■ Provided passage

+++

Monday 3 November 2014

Living !

Rick and I have been busy with many different things the last little while. Fall always seems to be a busy time with kids back in school, activities starting up again and just getting life going again after the summer.
I have been getting more and more involved with my toastmasters club and am really enjoying that. I am also looking into a couple of other things to try to fill my time while the kids are at school and give me that sense of accomplishment. I am settling into my new life better in the last few weeks. I have a lot of people telling me that they would love to stay home or wish they had that option when their kids were young, and I agree they probably would have liked it, but the big difference people are missing is that that would have been their choice and this was not my choice it was kind of forced on me. And like losing a loved one I am in many ways grieving the life that I had even though I have always had vision problems the last year has been one of the hardest. My vision has drastically changed and is well just plain useless at this point and that is not easy no matter how prepared you are no matter how determined you are it is difficult.

+++

■ Short task A
Gather every line in the rows below that contains the string "sink".

+++

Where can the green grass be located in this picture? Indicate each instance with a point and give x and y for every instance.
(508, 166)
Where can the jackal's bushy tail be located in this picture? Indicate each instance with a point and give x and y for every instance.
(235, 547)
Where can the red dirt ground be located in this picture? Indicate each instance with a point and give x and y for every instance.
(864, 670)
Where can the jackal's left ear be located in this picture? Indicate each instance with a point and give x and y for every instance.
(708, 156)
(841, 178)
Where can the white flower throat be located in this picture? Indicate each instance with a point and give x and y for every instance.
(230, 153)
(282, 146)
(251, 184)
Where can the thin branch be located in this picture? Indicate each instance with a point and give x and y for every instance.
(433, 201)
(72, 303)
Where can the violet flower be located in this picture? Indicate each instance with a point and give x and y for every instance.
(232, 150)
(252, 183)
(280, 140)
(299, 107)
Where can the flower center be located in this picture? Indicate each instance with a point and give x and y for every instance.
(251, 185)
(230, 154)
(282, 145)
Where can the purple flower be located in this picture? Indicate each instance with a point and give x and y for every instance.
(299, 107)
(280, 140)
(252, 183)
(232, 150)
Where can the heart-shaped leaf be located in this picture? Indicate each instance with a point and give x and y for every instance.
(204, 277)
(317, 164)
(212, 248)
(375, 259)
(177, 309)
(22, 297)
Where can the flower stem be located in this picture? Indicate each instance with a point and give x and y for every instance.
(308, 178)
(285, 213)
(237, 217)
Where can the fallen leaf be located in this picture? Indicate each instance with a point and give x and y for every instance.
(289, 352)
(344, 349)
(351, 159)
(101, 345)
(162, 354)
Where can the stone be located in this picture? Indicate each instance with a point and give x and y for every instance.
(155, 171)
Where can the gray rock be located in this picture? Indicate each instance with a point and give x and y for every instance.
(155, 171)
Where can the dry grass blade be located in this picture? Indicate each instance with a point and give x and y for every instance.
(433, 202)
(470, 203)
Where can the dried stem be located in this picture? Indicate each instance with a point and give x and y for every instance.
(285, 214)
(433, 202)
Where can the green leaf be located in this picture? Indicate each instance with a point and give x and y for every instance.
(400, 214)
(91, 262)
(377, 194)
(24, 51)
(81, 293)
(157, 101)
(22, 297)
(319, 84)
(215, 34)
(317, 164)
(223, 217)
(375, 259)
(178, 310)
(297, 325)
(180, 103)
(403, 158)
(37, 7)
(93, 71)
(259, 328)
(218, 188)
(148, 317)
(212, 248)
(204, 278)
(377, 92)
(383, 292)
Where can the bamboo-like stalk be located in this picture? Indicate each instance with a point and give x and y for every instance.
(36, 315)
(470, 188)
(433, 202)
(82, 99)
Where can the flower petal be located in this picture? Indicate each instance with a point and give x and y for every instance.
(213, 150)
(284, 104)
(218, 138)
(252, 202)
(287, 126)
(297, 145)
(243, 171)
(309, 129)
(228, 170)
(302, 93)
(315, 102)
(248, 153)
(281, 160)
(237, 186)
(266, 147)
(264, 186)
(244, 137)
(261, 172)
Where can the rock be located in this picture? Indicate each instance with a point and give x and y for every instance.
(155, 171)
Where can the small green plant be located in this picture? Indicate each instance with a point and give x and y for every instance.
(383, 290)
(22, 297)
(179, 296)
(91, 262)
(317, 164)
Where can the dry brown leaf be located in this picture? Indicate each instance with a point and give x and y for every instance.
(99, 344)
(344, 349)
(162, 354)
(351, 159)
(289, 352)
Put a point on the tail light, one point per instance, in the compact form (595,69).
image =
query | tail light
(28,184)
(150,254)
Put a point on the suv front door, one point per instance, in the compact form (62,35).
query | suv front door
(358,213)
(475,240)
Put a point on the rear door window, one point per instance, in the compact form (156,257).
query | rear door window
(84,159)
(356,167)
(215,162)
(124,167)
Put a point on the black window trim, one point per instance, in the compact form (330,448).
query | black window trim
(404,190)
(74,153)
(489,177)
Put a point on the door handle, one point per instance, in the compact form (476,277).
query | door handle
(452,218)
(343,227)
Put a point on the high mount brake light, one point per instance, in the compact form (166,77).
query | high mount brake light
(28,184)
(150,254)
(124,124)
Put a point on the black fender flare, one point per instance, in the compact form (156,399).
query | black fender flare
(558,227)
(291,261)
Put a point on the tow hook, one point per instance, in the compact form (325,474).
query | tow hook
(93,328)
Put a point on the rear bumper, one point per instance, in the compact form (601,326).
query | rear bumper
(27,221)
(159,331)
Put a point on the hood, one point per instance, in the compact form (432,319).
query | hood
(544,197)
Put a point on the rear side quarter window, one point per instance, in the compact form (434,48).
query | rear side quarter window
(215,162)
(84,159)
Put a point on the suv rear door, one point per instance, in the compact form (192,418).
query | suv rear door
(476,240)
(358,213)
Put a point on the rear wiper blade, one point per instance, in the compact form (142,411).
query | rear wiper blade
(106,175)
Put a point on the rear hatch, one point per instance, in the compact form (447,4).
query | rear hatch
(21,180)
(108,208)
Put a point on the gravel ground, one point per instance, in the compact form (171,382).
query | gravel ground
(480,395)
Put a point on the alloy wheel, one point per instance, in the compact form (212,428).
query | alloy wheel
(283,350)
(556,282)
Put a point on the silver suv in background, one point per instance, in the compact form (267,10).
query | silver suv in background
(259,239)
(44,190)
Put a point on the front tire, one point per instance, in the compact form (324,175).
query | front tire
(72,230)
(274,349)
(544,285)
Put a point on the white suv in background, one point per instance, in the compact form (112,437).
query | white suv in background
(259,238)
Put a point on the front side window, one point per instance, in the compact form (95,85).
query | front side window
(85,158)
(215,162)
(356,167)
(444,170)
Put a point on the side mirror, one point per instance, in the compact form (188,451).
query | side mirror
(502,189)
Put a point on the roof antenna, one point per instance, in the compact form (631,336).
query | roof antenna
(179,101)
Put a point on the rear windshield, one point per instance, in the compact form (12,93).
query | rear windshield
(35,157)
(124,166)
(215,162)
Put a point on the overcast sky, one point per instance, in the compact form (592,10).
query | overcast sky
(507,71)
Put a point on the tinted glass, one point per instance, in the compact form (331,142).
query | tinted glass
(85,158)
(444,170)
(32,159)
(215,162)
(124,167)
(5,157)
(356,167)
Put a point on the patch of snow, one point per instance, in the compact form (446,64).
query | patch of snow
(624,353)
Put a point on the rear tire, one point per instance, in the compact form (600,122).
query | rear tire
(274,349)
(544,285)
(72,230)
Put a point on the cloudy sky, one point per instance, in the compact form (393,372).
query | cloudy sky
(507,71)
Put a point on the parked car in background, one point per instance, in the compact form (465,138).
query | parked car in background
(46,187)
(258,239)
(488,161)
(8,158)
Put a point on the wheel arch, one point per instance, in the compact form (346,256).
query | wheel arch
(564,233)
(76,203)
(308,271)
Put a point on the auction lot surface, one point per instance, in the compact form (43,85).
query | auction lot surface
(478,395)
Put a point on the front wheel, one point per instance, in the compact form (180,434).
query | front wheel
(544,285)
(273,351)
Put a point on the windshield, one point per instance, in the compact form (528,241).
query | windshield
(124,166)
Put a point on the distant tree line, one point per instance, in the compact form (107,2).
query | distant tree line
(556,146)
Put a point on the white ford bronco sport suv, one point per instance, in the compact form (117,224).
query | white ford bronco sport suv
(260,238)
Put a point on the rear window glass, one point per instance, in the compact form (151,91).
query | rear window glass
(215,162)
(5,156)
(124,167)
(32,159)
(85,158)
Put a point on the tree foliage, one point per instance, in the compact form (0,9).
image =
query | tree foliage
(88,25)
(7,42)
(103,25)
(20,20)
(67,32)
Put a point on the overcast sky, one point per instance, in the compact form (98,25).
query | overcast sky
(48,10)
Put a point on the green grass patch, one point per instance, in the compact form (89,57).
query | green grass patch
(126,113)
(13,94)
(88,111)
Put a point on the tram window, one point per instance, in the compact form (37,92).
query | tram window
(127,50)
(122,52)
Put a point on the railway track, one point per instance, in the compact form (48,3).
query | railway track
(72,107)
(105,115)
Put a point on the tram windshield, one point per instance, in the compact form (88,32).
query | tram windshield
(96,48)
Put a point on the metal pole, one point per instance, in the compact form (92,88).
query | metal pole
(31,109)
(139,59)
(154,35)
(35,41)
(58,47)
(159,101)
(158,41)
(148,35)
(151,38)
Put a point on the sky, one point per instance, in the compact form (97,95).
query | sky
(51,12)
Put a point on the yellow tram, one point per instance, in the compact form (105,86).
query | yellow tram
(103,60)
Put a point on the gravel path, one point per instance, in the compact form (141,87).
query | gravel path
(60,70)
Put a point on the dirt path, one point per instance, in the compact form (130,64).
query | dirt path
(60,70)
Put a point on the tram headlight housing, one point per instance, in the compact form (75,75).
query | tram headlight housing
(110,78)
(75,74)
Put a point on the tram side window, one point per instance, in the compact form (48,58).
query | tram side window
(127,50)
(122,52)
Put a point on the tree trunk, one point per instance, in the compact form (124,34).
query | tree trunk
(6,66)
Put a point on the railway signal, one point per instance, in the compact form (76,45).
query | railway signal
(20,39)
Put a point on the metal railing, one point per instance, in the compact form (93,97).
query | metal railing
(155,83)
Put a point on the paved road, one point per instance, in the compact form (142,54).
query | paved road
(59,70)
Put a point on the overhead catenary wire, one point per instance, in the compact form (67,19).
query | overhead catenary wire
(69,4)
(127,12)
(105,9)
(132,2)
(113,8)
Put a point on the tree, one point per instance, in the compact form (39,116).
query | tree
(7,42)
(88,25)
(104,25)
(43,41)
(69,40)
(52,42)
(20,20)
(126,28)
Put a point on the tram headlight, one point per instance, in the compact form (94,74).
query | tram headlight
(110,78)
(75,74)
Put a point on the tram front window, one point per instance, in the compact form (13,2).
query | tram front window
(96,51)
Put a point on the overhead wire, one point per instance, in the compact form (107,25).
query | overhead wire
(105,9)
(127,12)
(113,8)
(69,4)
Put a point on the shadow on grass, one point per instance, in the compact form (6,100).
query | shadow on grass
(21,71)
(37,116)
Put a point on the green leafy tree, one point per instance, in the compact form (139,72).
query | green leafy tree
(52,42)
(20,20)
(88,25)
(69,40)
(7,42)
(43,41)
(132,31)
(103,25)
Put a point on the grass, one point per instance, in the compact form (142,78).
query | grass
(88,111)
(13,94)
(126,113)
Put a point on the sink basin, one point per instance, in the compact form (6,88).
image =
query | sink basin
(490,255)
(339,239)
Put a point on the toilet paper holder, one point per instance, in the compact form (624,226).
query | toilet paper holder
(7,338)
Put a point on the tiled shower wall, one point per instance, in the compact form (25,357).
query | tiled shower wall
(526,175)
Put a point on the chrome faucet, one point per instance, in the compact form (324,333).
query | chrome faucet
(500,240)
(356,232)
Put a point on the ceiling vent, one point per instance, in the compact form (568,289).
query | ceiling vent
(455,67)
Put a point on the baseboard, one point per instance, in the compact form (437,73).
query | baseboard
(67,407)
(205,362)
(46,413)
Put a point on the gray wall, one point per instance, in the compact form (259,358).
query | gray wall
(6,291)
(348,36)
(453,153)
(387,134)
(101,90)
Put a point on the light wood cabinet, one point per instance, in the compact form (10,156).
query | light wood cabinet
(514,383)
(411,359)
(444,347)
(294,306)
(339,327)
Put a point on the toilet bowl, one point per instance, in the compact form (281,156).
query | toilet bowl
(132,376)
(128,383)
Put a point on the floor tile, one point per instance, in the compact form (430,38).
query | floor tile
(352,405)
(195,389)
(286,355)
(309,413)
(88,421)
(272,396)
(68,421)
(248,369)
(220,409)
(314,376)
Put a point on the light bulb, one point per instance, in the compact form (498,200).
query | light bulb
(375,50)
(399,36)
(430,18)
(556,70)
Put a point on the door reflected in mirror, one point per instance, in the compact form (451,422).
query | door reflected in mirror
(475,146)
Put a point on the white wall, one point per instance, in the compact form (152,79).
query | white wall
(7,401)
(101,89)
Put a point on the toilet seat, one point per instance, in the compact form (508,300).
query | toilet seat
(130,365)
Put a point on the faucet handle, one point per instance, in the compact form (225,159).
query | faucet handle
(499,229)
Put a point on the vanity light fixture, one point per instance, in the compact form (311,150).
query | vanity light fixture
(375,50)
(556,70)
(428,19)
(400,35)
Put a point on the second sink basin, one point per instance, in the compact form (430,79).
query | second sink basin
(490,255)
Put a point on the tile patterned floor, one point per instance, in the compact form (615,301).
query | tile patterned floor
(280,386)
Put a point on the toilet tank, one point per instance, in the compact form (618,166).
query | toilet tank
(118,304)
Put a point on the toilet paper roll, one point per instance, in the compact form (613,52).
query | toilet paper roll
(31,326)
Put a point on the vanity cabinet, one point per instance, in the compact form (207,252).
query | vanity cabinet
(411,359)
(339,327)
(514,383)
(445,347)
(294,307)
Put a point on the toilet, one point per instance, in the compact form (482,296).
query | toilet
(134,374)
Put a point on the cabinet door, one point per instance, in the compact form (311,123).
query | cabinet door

+++

■ Short task B
According to the blog post, which club has the writer been getting more involved with?

■ Exercise solution A
Put a point on the sink basin, one point per instance, in the compact form (6,88).
query | sink basin
Put a point on the second sink basin, one point per instance, in the compact form (430,79).
query | second sink basin

■ Exercise solution B
A toastmasters club.